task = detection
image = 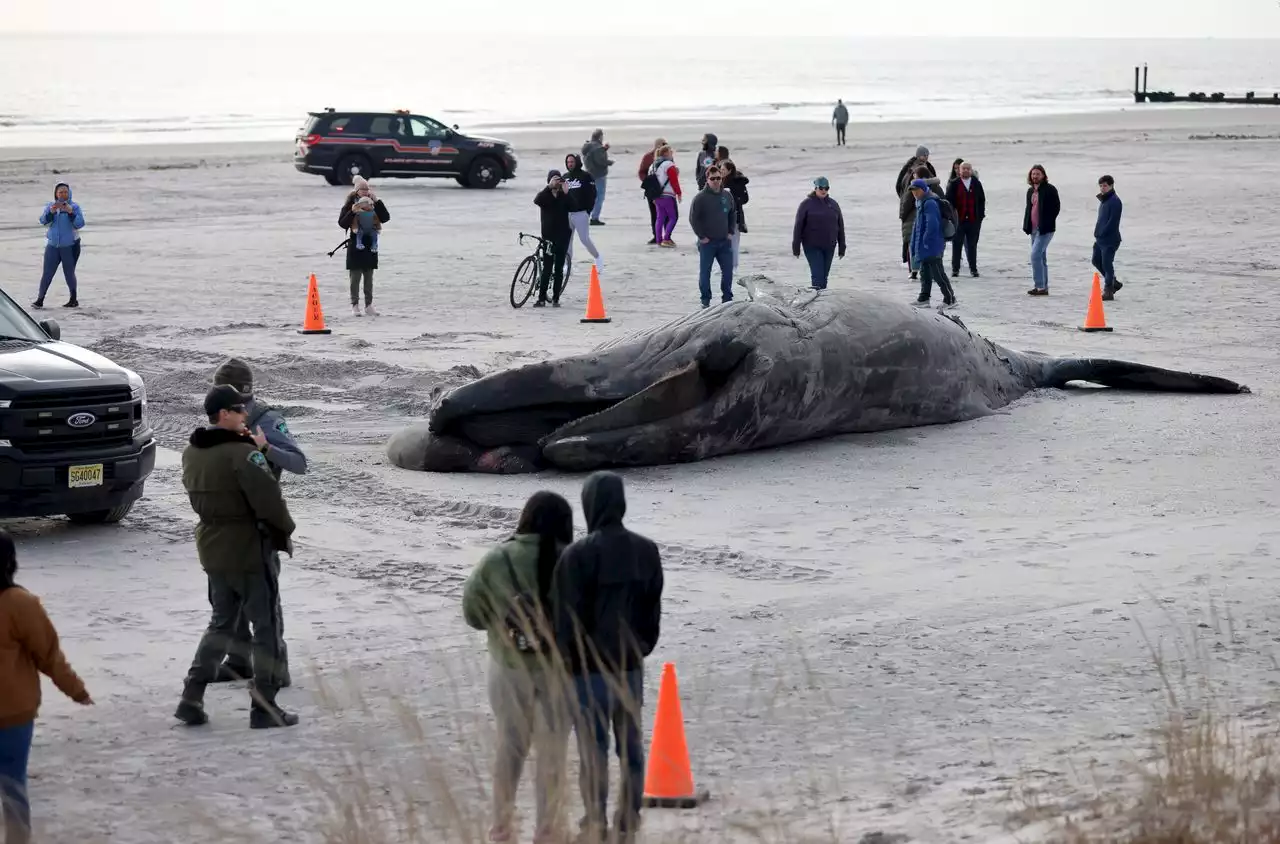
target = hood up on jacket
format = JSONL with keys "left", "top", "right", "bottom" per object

{"left": 564, "top": 153, "right": 584, "bottom": 172}
{"left": 702, "top": 133, "right": 719, "bottom": 153}
{"left": 582, "top": 470, "right": 626, "bottom": 530}
{"left": 53, "top": 183, "right": 72, "bottom": 201}
{"left": 189, "top": 427, "right": 255, "bottom": 449}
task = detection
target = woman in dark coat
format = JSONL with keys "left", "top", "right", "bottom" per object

{"left": 337, "top": 176, "right": 390, "bottom": 316}
{"left": 719, "top": 159, "right": 749, "bottom": 271}
{"left": 1022, "top": 164, "right": 1060, "bottom": 295}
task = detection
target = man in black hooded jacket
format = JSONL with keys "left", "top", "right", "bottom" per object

{"left": 695, "top": 132, "right": 719, "bottom": 190}
{"left": 552, "top": 471, "right": 664, "bottom": 843}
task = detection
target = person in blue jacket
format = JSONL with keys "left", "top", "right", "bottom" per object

{"left": 908, "top": 178, "right": 958, "bottom": 311}
{"left": 209, "top": 357, "right": 307, "bottom": 687}
{"left": 34, "top": 183, "right": 85, "bottom": 309}
{"left": 1093, "top": 175, "right": 1124, "bottom": 300}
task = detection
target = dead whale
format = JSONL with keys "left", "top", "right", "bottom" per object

{"left": 387, "top": 285, "right": 1248, "bottom": 474}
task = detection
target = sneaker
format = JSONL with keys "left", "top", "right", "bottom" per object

{"left": 701, "top": 302, "right": 710, "bottom": 310}
{"left": 589, "top": 219, "right": 605, "bottom": 226}
{"left": 62, "top": 299, "right": 78, "bottom": 308}
{"left": 174, "top": 699, "right": 209, "bottom": 726}
{"left": 647, "top": 237, "right": 657, "bottom": 245}
{"left": 364, "top": 304, "right": 377, "bottom": 316}
{"left": 940, "top": 300, "right": 959, "bottom": 311}
{"left": 1101, "top": 289, "right": 1114, "bottom": 301}
{"left": 660, "top": 241, "right": 676, "bottom": 249}
{"left": 552, "top": 300, "right": 561, "bottom": 308}
{"left": 912, "top": 299, "right": 932, "bottom": 308}
{"left": 952, "top": 267, "right": 961, "bottom": 278}
{"left": 31, "top": 299, "right": 44, "bottom": 309}
{"left": 971, "top": 270, "right": 981, "bottom": 278}
{"left": 533, "top": 299, "right": 546, "bottom": 308}
{"left": 910, "top": 271, "right": 919, "bottom": 280}
{"left": 351, "top": 303, "right": 362, "bottom": 316}
{"left": 1027, "top": 288, "right": 1048, "bottom": 296}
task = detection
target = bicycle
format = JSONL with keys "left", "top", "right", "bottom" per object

{"left": 511, "top": 232, "right": 569, "bottom": 308}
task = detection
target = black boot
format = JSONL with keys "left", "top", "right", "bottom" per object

{"left": 174, "top": 681, "right": 209, "bottom": 726}
{"left": 249, "top": 686, "right": 299, "bottom": 729}
{"left": 213, "top": 660, "right": 253, "bottom": 683}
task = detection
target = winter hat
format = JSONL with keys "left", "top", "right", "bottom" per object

{"left": 352, "top": 175, "right": 369, "bottom": 192}
{"left": 546, "top": 169, "right": 562, "bottom": 183}
{"left": 909, "top": 178, "right": 930, "bottom": 192}
{"left": 354, "top": 195, "right": 374, "bottom": 210}
{"left": 213, "top": 357, "right": 253, "bottom": 399}
{"left": 915, "top": 145, "right": 930, "bottom": 158}
{"left": 204, "top": 384, "right": 247, "bottom": 419}
{"left": 812, "top": 176, "right": 830, "bottom": 189}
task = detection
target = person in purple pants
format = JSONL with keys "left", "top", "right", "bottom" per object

{"left": 649, "top": 145, "right": 684, "bottom": 247}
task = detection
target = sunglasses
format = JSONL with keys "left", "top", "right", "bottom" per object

{"left": 707, "top": 176, "right": 723, "bottom": 182}
{"left": 815, "top": 186, "right": 829, "bottom": 191}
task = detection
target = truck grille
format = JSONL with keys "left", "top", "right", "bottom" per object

{"left": 6, "top": 386, "right": 137, "bottom": 453}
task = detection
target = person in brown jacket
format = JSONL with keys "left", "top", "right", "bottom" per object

{"left": 0, "top": 528, "right": 92, "bottom": 843}
{"left": 638, "top": 137, "right": 666, "bottom": 245}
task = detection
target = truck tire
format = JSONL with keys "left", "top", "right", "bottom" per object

{"left": 324, "top": 170, "right": 343, "bottom": 186}
{"left": 337, "top": 154, "right": 372, "bottom": 186}
{"left": 455, "top": 175, "right": 470, "bottom": 187}
{"left": 466, "top": 157, "right": 502, "bottom": 189}
{"left": 67, "top": 500, "right": 136, "bottom": 525}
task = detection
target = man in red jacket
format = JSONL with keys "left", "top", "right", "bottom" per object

{"left": 637, "top": 137, "right": 666, "bottom": 245}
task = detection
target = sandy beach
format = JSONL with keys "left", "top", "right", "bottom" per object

{"left": 3, "top": 105, "right": 1280, "bottom": 843}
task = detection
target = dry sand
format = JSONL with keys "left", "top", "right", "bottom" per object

{"left": 2, "top": 106, "right": 1280, "bottom": 843}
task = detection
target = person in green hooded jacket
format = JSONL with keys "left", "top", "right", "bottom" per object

{"left": 462, "top": 491, "right": 575, "bottom": 844}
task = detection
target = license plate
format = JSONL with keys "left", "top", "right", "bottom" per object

{"left": 68, "top": 464, "right": 104, "bottom": 489}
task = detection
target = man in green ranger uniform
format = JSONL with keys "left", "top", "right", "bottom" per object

{"left": 174, "top": 385, "right": 299, "bottom": 729}
{"left": 210, "top": 358, "right": 305, "bottom": 687}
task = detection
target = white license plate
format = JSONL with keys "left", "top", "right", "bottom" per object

{"left": 68, "top": 464, "right": 104, "bottom": 489}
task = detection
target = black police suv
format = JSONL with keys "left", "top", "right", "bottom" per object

{"left": 0, "top": 286, "right": 155, "bottom": 524}
{"left": 294, "top": 109, "right": 519, "bottom": 189}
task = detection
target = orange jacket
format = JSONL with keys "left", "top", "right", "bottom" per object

{"left": 0, "top": 586, "right": 88, "bottom": 729}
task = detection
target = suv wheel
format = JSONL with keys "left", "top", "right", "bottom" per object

{"left": 466, "top": 157, "right": 501, "bottom": 190}
{"left": 455, "top": 175, "right": 470, "bottom": 188}
{"left": 324, "top": 170, "right": 343, "bottom": 186}
{"left": 67, "top": 500, "right": 136, "bottom": 525}
{"left": 337, "top": 154, "right": 372, "bottom": 186}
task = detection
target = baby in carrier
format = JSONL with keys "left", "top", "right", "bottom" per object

{"left": 351, "top": 195, "right": 380, "bottom": 252}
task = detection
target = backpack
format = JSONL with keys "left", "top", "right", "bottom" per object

{"left": 498, "top": 549, "right": 554, "bottom": 655}
{"left": 933, "top": 195, "right": 958, "bottom": 240}
{"left": 641, "top": 161, "right": 668, "bottom": 200}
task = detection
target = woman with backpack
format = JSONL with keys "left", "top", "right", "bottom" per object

{"left": 645, "top": 145, "right": 683, "bottom": 248}
{"left": 719, "top": 159, "right": 749, "bottom": 270}
{"left": 462, "top": 492, "right": 575, "bottom": 844}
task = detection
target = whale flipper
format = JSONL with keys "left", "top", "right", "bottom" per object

{"left": 1044, "top": 359, "right": 1250, "bottom": 394}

# # # #

The data should be printed again unchanged; leave its pictures out.

TASK RESULT »
task = detection
image = 
target = hood up on jacket
format = JSONL with keys "left", "top", "right", "bottom" per object

{"left": 564, "top": 153, "right": 584, "bottom": 172}
{"left": 702, "top": 133, "right": 719, "bottom": 153}
{"left": 582, "top": 470, "right": 626, "bottom": 530}
{"left": 53, "top": 183, "right": 72, "bottom": 201}
{"left": 189, "top": 427, "right": 255, "bottom": 449}
task = detection
target = woman in dark coat
format = JSONL with keys "left", "top", "right", "bottom" per object

{"left": 337, "top": 176, "right": 390, "bottom": 316}
{"left": 719, "top": 159, "right": 749, "bottom": 271}
{"left": 1022, "top": 164, "right": 1060, "bottom": 295}
task = detection
target = man in black hooded jacket
format = JSONL with keys "left", "top", "right", "bottom" per object

{"left": 695, "top": 132, "right": 719, "bottom": 190}
{"left": 552, "top": 471, "right": 664, "bottom": 843}
task = detection
target = person in blue jacket
format = JSONL with keys "left", "top", "right", "bottom" per object

{"left": 908, "top": 178, "right": 958, "bottom": 311}
{"left": 209, "top": 357, "right": 307, "bottom": 687}
{"left": 34, "top": 183, "right": 85, "bottom": 309}
{"left": 1093, "top": 175, "right": 1124, "bottom": 300}
task = detection
target = dead whale
format = JSONL with keys "left", "top", "right", "bottom" per object

{"left": 387, "top": 285, "right": 1248, "bottom": 474}
task = detection
target = sneaker
format = JSONL with keys "left", "top", "right", "bottom" per object

{"left": 701, "top": 302, "right": 710, "bottom": 310}
{"left": 589, "top": 219, "right": 605, "bottom": 226}
{"left": 62, "top": 299, "right": 78, "bottom": 308}
{"left": 174, "top": 699, "right": 209, "bottom": 726}
{"left": 647, "top": 237, "right": 657, "bottom": 245}
{"left": 364, "top": 304, "right": 377, "bottom": 316}
{"left": 940, "top": 300, "right": 959, "bottom": 311}
{"left": 1101, "top": 289, "right": 1114, "bottom": 301}
{"left": 660, "top": 241, "right": 676, "bottom": 249}
{"left": 552, "top": 300, "right": 561, "bottom": 308}
{"left": 912, "top": 299, "right": 932, "bottom": 308}
{"left": 952, "top": 267, "right": 961, "bottom": 278}
{"left": 31, "top": 299, "right": 44, "bottom": 309}
{"left": 971, "top": 270, "right": 981, "bottom": 278}
{"left": 533, "top": 299, "right": 546, "bottom": 308}
{"left": 910, "top": 271, "right": 919, "bottom": 280}
{"left": 351, "top": 303, "right": 362, "bottom": 316}
{"left": 1027, "top": 288, "right": 1048, "bottom": 296}
task = detection
target = bicycle
format = JSONL with keys "left", "top", "right", "bottom" per object

{"left": 511, "top": 232, "right": 569, "bottom": 308}
task = detection
target = black boot
format = JSONL with keys "left", "top", "right", "bottom" per object

{"left": 174, "top": 681, "right": 209, "bottom": 726}
{"left": 249, "top": 686, "right": 299, "bottom": 729}
{"left": 213, "top": 660, "right": 253, "bottom": 683}
task = detection
target = winter hat
format = JSONL with keys "left", "top", "right", "bottom" per object

{"left": 352, "top": 175, "right": 369, "bottom": 192}
{"left": 546, "top": 169, "right": 562, "bottom": 183}
{"left": 909, "top": 178, "right": 930, "bottom": 192}
{"left": 354, "top": 195, "right": 374, "bottom": 210}
{"left": 213, "top": 357, "right": 253, "bottom": 399}
{"left": 915, "top": 145, "right": 930, "bottom": 158}
{"left": 204, "top": 384, "right": 247, "bottom": 419}
{"left": 812, "top": 176, "right": 830, "bottom": 189}
task = detection
target = person in purple pants
format = JSONL with keys "left", "top", "right", "bottom" per object

{"left": 649, "top": 145, "right": 684, "bottom": 247}
task = detection
target = sunglasses
format = JSONL with keys "left", "top", "right", "bottom" per object

{"left": 707, "top": 176, "right": 723, "bottom": 182}
{"left": 815, "top": 186, "right": 829, "bottom": 191}
task = detection
target = truck grille
format = JSONL with keys "left", "top", "right", "bottom" per object

{"left": 6, "top": 386, "right": 137, "bottom": 453}
task = detection
target = person in brown jacket
format = JSONL with keys "left", "top", "right", "bottom" per object

{"left": 0, "top": 528, "right": 92, "bottom": 843}
{"left": 638, "top": 137, "right": 666, "bottom": 245}
task = detection
target = truck tire
format = JSONL with keys "left", "top", "right", "bottom" per object

{"left": 324, "top": 170, "right": 343, "bottom": 186}
{"left": 337, "top": 154, "right": 372, "bottom": 186}
{"left": 455, "top": 175, "right": 470, "bottom": 187}
{"left": 466, "top": 157, "right": 502, "bottom": 189}
{"left": 67, "top": 500, "right": 136, "bottom": 525}
task = detection
target = man in red jacket
format = JSONL with keys "left", "top", "right", "bottom" per object

{"left": 637, "top": 137, "right": 666, "bottom": 245}
task = detection
target = sandy beach
format = JSONL with keys "left", "top", "right", "bottom" per object

{"left": 3, "top": 105, "right": 1280, "bottom": 843}
task = detection
target = dry sand
format = JSONL with keys "left", "top", "right", "bottom" per object

{"left": 2, "top": 106, "right": 1280, "bottom": 843}
task = detection
target = person in green hooded jacket
format = JSONL with keys "left", "top", "right", "bottom" per object

{"left": 462, "top": 491, "right": 575, "bottom": 844}
task = detection
target = license plate
format = JSONL with keys "left", "top", "right", "bottom" per object

{"left": 68, "top": 464, "right": 104, "bottom": 489}
task = detection
target = man in green ranger uniform
format = JSONL with keys "left", "top", "right", "bottom" per object

{"left": 174, "top": 385, "right": 299, "bottom": 729}
{"left": 210, "top": 358, "right": 305, "bottom": 687}
task = detection
target = white license plate
format = JSONL with keys "left", "top", "right", "bottom" per object

{"left": 68, "top": 464, "right": 104, "bottom": 489}
task = detection
target = black police suv
format = JSONL with keys "left", "top", "right", "bottom" per object

{"left": 0, "top": 286, "right": 155, "bottom": 524}
{"left": 294, "top": 109, "right": 519, "bottom": 189}
task = detection
target = orange jacket
format = JSONL with keys "left", "top", "right", "bottom" per object

{"left": 0, "top": 586, "right": 88, "bottom": 729}
task = detection
target = suv wheel
format = JSONL with keys "left", "top", "right", "bottom" per object

{"left": 466, "top": 157, "right": 501, "bottom": 190}
{"left": 455, "top": 175, "right": 470, "bottom": 188}
{"left": 324, "top": 170, "right": 343, "bottom": 186}
{"left": 67, "top": 500, "right": 136, "bottom": 525}
{"left": 337, "top": 154, "right": 372, "bottom": 186}
task = detection
target = baby in carrier
format = JSONL with keys "left", "top", "right", "bottom" per object

{"left": 351, "top": 195, "right": 380, "bottom": 252}
task = detection
target = backpack
format = JSONL with keys "left", "top", "right", "bottom" per object

{"left": 498, "top": 549, "right": 554, "bottom": 655}
{"left": 933, "top": 195, "right": 958, "bottom": 240}
{"left": 641, "top": 161, "right": 668, "bottom": 200}
task = detection
target = woman with backpack
format = JSONL with keys "left", "top", "right", "bottom" per object

{"left": 645, "top": 145, "right": 683, "bottom": 248}
{"left": 719, "top": 159, "right": 749, "bottom": 270}
{"left": 462, "top": 492, "right": 575, "bottom": 844}
task = detection
target = whale flipper
format = JSONL with keys "left", "top", "right", "bottom" per object

{"left": 1044, "top": 359, "right": 1250, "bottom": 394}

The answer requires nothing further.